*Directions for this task*: Could you render all the lines below as a Markdown table with the columns Row and Line, numbering each row and leaving out blank lines?
** start of Source records **
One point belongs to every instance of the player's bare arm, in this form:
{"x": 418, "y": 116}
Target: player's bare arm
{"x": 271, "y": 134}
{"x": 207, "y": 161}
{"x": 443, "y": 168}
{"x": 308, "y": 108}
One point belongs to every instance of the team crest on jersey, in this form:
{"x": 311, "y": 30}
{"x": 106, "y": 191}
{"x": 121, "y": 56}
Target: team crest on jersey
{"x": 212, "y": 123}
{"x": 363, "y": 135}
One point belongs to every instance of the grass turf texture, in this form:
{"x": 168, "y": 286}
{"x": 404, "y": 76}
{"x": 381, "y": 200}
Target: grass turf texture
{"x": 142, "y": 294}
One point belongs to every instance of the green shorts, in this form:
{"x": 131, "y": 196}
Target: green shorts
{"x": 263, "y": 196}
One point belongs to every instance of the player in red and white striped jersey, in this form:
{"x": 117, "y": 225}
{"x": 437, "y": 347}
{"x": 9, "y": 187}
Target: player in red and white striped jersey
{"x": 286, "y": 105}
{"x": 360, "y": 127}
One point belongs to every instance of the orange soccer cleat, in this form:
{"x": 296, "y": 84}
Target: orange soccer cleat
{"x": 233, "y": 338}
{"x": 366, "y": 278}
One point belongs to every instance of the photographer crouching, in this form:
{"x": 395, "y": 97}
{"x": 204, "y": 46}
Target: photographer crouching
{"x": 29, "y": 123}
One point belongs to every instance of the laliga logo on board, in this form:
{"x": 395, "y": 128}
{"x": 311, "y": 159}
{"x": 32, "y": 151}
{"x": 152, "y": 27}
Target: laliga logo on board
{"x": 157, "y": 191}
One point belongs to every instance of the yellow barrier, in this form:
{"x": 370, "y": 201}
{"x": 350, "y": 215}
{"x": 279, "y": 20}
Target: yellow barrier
** end of Source records **
*Exercise solution*:
| Row | Line |
|---|---|
| 1 | One point belongs to every instance of the player's bare arm, in this form: |
| 2 | {"x": 418, "y": 116} |
| 3 | Target: player's bare arm |
| 4 | {"x": 271, "y": 134} |
| 5 | {"x": 207, "y": 161} |
| 6 | {"x": 443, "y": 168} |
| 7 | {"x": 308, "y": 108} |
| 8 | One point belongs to every instance of the team crest on jersey, in this form: |
| 9 | {"x": 311, "y": 30} |
| 10 | {"x": 106, "y": 191} |
| 11 | {"x": 121, "y": 56} |
| 12 | Target: team crest on jersey |
| 13 | {"x": 212, "y": 123} |
| 14 | {"x": 363, "y": 135} |
| 15 | One point belongs to every instance of the grass turf texture, in this form: |
| 16 | {"x": 168, "y": 286} |
| 17 | {"x": 404, "y": 76} |
| 18 | {"x": 381, "y": 200} |
| 19 | Target: grass turf texture |
| 20 | {"x": 142, "y": 294} |
| 21 | One point belongs to every instance of the green shorts, in this form: |
| 22 | {"x": 131, "y": 196} |
| 23 | Target: green shorts |
| 24 | {"x": 263, "y": 196} |
| 25 | One point belongs to every instance of the player in red and white striped jersey, in this form: |
| 26 | {"x": 117, "y": 225} |
| 27 | {"x": 437, "y": 347} |
| 28 | {"x": 9, "y": 187} |
| 29 | Target: player in red and white striped jersey |
| 30 | {"x": 286, "y": 105} |
| 31 | {"x": 360, "y": 127} |
| 32 | One point belongs to every instance of the orange soccer cleat, in this form: |
| 33 | {"x": 296, "y": 84} |
| 34 | Target: orange soccer cleat |
| 35 | {"x": 233, "y": 338} |
| 36 | {"x": 366, "y": 278} |
| 37 | One point belongs to every instance of the photographer crouching, in this form: |
| 38 | {"x": 395, "y": 97} |
| 39 | {"x": 204, "y": 46} |
| 40 | Target: photographer crouching |
| 41 | {"x": 29, "y": 123} |
| 42 | One point belongs to every instance of the laliga logo on board, in this form: |
| 43 | {"x": 395, "y": 128} |
| 44 | {"x": 311, "y": 159} |
| 45 | {"x": 32, "y": 151} |
| 46 | {"x": 152, "y": 27} |
| 47 | Target: laliga logo on board |
| 48 | {"x": 157, "y": 191} |
| 49 | One point belongs to every instance of the yellow barrier, in this form: |
| 50 | {"x": 370, "y": 201} |
| 51 | {"x": 350, "y": 215} |
| 52 | {"x": 279, "y": 20} |
| 53 | Target: yellow barrier |